* **TEXT EXTRACT**:
+ + + + +

Leonard Maltin, a highly respected film critic and historian, loves movies. So much so that he’s been writing about them since he was barely a teenager. In his new book, Hooked on Hollywood: Discoveries from a Lifetime of Film Fandom, Maltin anthologizes a collection of articles he’s written and interviews he’s conducted throughout his life as a movie lover. Maltin recently spoke to Scoop about the book’s content, his goals for the project, what drives him to research and study film, and he shares some anecdotes from his career.
Scoop: I’ve really been enjoying the book. I’m a movie buff so learning about this important period in film history has been very interesting.
Leonard Maltin (LM): It represents a learning experience for me, from my teenage years on to the present day. So if somebody reacted the way you just described it couldn’t make me happier.
Scoop: What specifically draws you to the early years of film?
LM: I got swept up by all of that because I’m a child of the first TV generation. In the 1950s and ’60s, television was a living museum of movies. You didn’t have to go seeking out old movies, they were everywhere. What did they show for children’s entertainment every day, as well as every Saturday? Old cartoons, old comedy shorts. That was the fodder. I found myself inexorably drawn to them. Added to that, was the fact that Walt Disney was hosting his own weekly TV show then, which he did for 11 years. So here was an actual person representing the history of animation, for sure, and so much more. He took us behind the scenes, which satisfied my curiosity about how they did that, when did they do that. I responded to all of that with great enthusiasm.
Scoop: Is that your favorite film era?

+ + + + +

In the Leonard Maltin interview, for how many years did Walt Disney host his weekly TV show? The records play no part in what is asked here.

+ + + + +

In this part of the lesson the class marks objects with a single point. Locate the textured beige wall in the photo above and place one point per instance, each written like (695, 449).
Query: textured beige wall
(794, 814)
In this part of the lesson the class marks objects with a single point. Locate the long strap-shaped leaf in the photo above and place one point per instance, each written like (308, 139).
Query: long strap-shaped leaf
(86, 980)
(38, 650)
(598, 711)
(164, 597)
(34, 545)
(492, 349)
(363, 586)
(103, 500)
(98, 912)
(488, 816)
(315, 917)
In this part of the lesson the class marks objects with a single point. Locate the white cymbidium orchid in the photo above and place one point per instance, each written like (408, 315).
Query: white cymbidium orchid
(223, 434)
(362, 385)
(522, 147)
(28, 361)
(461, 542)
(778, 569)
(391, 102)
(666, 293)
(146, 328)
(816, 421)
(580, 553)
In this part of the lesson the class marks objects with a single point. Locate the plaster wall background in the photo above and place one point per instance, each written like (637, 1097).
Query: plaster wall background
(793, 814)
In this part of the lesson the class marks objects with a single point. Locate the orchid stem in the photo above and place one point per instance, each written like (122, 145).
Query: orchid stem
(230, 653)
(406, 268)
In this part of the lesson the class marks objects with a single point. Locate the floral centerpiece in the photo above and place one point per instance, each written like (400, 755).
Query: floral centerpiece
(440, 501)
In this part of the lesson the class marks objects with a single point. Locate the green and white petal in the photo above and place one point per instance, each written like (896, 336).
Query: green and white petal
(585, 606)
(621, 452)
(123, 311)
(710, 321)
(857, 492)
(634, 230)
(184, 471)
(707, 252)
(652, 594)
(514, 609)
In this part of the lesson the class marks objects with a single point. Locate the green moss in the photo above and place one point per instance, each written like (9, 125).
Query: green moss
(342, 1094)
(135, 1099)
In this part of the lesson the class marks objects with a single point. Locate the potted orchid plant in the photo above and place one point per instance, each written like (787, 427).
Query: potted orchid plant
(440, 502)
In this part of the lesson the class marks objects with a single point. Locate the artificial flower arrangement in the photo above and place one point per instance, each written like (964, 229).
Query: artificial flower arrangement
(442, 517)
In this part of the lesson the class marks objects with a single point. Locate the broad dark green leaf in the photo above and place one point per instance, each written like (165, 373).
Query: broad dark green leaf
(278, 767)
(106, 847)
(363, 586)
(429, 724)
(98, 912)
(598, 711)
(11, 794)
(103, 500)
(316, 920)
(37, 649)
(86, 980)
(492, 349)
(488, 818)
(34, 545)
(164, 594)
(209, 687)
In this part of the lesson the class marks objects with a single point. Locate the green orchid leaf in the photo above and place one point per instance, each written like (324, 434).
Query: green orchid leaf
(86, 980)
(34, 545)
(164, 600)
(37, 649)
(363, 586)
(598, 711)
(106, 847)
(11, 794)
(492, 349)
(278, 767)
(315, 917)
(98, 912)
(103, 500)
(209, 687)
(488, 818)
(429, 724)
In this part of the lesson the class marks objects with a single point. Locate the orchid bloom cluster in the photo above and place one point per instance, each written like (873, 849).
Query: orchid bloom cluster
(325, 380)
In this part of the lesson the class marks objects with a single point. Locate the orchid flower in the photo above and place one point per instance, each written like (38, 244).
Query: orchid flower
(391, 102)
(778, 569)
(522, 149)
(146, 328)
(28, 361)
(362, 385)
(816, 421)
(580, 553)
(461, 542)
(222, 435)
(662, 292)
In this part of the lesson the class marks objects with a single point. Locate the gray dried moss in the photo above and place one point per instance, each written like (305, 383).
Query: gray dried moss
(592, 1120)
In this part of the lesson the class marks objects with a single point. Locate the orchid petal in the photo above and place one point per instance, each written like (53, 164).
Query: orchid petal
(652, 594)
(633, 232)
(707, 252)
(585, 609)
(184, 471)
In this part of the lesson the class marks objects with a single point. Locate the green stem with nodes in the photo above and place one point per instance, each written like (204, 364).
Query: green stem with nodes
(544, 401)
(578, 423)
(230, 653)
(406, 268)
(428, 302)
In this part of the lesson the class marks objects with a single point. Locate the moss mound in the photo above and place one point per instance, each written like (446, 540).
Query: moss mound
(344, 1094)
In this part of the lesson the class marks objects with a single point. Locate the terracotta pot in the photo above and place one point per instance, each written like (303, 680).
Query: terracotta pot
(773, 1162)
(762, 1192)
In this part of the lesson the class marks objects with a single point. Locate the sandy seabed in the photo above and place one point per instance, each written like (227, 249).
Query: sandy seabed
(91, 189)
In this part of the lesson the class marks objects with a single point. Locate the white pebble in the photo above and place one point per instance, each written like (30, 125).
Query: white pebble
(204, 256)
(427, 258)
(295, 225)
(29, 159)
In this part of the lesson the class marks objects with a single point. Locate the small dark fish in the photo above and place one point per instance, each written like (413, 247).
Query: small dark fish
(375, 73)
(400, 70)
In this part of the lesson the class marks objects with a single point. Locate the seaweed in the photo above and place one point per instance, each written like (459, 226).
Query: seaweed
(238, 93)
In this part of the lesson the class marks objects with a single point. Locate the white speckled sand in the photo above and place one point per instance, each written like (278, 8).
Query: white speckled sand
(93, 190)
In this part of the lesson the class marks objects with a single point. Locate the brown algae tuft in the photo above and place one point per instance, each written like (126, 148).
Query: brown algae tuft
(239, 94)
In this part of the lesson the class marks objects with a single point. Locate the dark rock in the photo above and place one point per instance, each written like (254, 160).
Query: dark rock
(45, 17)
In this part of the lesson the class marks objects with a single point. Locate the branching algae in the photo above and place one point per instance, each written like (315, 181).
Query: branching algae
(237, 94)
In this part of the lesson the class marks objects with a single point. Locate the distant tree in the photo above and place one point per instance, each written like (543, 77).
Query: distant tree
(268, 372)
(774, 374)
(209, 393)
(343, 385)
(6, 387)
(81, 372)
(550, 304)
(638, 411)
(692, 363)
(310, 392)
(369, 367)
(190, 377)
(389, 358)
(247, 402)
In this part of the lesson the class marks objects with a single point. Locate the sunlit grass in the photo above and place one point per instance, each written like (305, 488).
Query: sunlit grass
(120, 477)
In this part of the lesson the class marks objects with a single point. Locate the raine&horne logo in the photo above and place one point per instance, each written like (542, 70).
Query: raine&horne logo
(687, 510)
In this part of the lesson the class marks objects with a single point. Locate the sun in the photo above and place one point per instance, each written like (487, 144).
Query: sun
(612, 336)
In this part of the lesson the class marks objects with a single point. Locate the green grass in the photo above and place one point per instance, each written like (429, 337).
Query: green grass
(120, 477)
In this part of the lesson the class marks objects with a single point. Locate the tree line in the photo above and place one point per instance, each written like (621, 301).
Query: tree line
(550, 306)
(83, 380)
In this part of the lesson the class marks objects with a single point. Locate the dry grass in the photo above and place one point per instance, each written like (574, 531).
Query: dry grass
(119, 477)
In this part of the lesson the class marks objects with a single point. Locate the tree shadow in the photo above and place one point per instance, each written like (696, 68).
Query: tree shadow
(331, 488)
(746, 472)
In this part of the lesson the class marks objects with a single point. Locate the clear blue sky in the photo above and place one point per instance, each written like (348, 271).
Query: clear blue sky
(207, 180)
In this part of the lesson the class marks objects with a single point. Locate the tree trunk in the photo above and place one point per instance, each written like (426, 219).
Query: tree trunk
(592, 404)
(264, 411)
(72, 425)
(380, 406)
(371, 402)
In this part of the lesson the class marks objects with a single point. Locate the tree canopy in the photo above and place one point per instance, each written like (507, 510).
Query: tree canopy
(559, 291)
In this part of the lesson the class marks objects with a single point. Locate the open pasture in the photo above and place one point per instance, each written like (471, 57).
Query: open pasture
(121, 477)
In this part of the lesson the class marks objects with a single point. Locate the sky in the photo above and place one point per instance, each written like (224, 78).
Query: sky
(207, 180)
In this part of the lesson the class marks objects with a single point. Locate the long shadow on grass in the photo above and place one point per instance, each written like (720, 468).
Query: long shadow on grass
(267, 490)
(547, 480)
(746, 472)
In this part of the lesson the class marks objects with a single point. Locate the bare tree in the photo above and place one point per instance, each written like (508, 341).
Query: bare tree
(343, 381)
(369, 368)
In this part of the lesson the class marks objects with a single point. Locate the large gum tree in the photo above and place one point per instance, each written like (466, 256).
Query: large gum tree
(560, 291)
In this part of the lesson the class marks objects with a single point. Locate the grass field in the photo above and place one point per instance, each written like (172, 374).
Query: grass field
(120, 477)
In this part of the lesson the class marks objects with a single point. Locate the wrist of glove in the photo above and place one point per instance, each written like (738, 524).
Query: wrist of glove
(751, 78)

+ + + + +

* **TASK SOLUTION**: 11 years.